Hensley dealt with an award of fees under 42 U.S.C. § 1988 rather than § 2000e-5(k), the provision for awards for Title VII litigation. It is nonetheless applicable here because "[c]ases decided under § 1988 (and other similar attorney's fees provisions) . . . are authoritative in the Title VII context."Bridges, 102 F.3d at 58.

The other component, the reasonable hourly rate, is "the rate a paying client would be willing to pay," bearing in mind " all of the case-specific variables that we and other courts have identified as relevant to the reasonableness of attorney's fees in setting a reasonable hourly rate." Arbor Hill Concerned Citizens Neighborhood Ass'n v. County of Albany, 493 F.3d 110, 117 (2d Cir. 2007). Multiplying the reasonable hourly rate and the reasonable hours expended returns the "presumptively reasonable fee," which is not normally adjusted thereafter, since the "reasonable hourly rate" and the "hours reasonably expended" already incorporate the essential information needed to calculate a reasonable fee. Arbor Hill, 493 F.3d at 118. In addition to compensation for hours reasonably expended, "awards of attorney's fees in civil rights suits under fee-shifting statutes . . . normally include those reasonable out-of-pocket expenses incurred by the attorney and which are normally charged fee-paying clients." Reichman v. Bonsignore, Brignati Mazzotta P.C., 818 F.2d 278, 283 (2d Cir. 1987).

Records shown:
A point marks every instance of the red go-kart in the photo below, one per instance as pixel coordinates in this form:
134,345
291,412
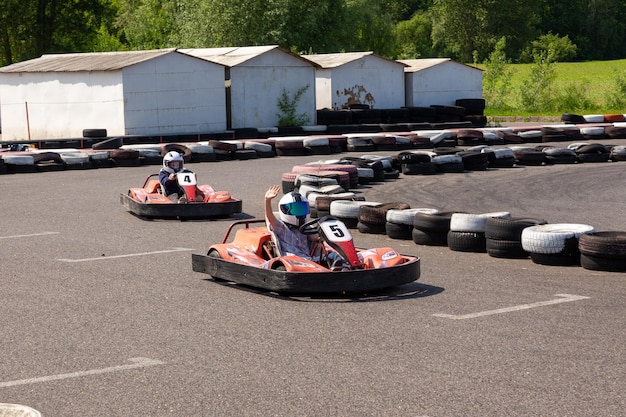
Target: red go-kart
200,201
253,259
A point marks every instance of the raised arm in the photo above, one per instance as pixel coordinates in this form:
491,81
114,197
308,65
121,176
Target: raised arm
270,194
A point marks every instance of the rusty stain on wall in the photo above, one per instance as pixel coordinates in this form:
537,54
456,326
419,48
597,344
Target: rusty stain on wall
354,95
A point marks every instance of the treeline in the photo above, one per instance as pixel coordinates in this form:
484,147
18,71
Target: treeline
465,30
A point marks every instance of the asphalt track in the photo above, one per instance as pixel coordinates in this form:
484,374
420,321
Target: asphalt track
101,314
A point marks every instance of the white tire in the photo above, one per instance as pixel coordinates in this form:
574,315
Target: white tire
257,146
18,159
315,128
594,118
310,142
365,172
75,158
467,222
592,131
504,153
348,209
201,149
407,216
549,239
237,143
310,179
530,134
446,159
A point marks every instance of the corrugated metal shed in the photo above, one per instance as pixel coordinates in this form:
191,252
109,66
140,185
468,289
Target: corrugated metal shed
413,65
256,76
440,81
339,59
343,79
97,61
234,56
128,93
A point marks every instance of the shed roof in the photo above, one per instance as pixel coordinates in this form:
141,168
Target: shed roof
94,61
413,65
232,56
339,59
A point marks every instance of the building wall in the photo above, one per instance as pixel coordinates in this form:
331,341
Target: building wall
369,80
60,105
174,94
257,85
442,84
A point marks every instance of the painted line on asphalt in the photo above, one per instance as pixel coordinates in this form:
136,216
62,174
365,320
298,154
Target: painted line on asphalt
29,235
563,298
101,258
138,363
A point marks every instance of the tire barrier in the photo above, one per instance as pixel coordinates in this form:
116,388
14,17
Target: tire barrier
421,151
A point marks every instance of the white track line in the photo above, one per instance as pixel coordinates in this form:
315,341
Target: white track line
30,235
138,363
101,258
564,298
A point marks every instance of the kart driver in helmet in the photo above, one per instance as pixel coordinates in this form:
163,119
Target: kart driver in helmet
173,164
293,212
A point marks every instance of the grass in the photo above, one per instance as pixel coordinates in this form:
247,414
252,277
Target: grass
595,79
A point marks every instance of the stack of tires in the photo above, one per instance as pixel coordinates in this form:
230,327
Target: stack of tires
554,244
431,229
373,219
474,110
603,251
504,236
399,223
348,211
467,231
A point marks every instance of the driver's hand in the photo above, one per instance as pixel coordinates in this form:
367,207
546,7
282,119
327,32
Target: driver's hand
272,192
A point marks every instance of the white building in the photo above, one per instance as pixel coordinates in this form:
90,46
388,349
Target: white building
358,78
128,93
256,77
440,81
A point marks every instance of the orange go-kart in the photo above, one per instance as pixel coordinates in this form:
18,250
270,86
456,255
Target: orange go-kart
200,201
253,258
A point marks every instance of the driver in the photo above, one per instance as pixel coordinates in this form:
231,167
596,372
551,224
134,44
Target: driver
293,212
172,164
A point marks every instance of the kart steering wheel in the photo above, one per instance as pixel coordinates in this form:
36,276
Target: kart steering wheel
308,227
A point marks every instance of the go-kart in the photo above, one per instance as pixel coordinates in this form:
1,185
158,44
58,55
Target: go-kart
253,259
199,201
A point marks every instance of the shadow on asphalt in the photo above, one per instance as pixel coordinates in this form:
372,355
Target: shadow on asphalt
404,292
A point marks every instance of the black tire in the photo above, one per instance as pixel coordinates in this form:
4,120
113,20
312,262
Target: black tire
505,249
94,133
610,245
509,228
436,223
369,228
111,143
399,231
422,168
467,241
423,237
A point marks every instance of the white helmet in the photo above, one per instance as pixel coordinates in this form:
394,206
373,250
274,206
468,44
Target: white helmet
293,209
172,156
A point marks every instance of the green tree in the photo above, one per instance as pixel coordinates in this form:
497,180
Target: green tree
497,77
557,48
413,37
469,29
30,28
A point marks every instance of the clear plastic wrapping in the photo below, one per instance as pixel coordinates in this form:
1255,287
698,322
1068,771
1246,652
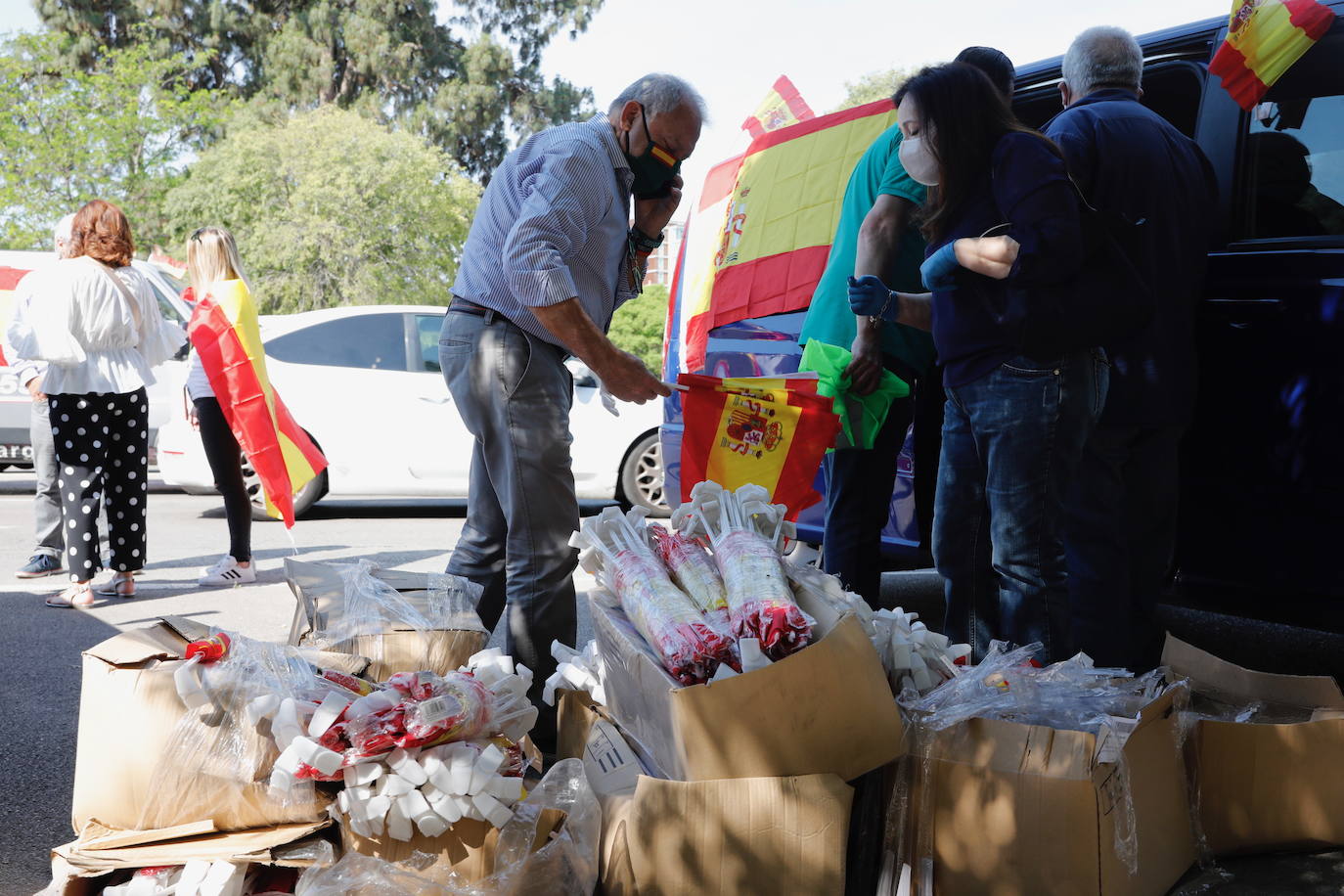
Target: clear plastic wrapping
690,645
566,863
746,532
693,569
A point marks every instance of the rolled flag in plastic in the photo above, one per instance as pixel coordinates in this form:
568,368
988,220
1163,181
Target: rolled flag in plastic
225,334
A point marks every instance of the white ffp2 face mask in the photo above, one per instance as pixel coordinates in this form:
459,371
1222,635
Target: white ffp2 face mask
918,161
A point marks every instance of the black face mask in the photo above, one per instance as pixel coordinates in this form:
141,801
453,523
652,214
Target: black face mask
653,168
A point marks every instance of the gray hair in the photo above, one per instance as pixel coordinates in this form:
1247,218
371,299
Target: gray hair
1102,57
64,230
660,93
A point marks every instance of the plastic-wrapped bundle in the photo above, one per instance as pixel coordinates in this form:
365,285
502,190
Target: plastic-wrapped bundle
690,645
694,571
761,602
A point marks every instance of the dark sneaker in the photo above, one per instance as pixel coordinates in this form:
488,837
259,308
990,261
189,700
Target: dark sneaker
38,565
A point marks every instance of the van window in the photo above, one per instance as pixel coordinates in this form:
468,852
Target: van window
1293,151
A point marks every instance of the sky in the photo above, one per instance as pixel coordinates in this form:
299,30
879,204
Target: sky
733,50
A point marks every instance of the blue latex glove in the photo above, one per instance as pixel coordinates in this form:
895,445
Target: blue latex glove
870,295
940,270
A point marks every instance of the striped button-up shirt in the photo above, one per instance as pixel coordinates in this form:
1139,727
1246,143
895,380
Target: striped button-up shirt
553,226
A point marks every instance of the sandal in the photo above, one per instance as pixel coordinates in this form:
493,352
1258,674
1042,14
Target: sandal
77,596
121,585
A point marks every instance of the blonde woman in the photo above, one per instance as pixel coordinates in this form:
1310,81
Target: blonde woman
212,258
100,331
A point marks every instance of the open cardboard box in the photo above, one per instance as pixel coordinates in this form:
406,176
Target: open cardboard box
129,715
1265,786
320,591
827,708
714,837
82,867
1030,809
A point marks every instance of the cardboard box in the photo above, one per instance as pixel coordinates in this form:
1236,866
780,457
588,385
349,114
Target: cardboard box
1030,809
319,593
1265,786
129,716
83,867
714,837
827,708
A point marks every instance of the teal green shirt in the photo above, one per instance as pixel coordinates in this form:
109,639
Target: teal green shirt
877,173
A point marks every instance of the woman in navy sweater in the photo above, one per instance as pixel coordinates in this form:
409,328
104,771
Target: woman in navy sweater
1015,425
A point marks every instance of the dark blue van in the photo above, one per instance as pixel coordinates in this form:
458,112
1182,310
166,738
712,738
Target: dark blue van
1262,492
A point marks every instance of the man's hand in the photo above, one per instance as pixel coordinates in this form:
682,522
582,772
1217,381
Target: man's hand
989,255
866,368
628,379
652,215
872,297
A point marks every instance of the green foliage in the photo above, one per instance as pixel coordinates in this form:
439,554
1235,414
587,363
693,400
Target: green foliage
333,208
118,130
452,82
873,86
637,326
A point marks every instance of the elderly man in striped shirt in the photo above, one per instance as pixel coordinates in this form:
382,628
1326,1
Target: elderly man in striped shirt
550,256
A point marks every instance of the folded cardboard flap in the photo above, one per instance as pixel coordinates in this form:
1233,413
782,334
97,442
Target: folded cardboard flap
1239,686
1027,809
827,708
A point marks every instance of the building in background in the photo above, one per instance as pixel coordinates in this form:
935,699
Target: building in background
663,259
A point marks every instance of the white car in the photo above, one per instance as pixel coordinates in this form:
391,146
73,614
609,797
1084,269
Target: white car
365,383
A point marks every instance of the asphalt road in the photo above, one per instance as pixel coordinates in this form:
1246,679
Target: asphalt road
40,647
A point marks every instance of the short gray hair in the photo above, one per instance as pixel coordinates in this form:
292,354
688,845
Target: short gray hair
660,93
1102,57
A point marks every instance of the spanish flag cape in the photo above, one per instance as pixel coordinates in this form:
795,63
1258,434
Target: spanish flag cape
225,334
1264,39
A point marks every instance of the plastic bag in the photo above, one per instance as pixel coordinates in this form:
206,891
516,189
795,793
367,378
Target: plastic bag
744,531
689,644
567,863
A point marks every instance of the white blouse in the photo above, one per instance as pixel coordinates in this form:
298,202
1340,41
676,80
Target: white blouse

Requirements:
**1.** In the attorney's fees passage, what is the result of multiplying the reasonable hourly rate by the reasonable hours expended?
**2.** Extend the attorney's fees passage from its last sentence onward.
The data can be set aside.

Answers for the exercise:
**1.** The presumptively reasonable fee.

**2.**
These factors include: (1) the time and labor required; (2) the novelty and difficulty of the questions; (3) the level of skill required to perform the legal service properly; (4) the preclusion of employment by the attorney due to acceptance of the case; (5) the attorney's customary hourly rate; (6) whether the fee is fixed or contingent; (7) the time limitations imposed by the client or the circumstances; (8) the amount involved in the case and the results obtained; (9) the experience, reputation, and ability of the attorneys; (10) the "undesirability" of the case; (11) the nature and length of the professional relationship with the client; and (12) awards in similar cases. Arbor Hill, 493 F.3d at 114 n. 3, citing Johnson v. Ga. Highway Express, Inc., 488 F.2d 714, 717-19 (5th Cir. 1974).

II. Plaintiffs' Petition

Plaintiffs submit extensive documentation in support of their petition for fees and expenses. Cohen and Warshaw have provided detailed records itemizing the hours spent by attorneys and paralegals on the litigation. (Webber Decl. Ex. B; Lee Decl. Ex. A.) For each person, they have provided an hourly billing rate, which is the rate paid by each firm's paying clients. (Webber Decl. ¶¶ 4, 6; Lee Decl. ¶¶ 4, 6.) Cohen has also provided biographies of the attorneys who principally worked on the litigation, detailing their experience in civil rights and employment litigation (Webber Decl. Ex. A), and a declaration from an employment and civil rights litigator at another New York law firm that the rates sought by Cohen are "consistent with the rates charged by my firm and by other firms that regularly represent plaintiffs in employment discrimination in this district." (Outten Decl. ¶ 4.) Each firm also submits an itemized list of expenses incurred in pursuing the litigation. (Webber Decl. ¶¶ 14-15; Lee Decl. ¶¶ 16-17.)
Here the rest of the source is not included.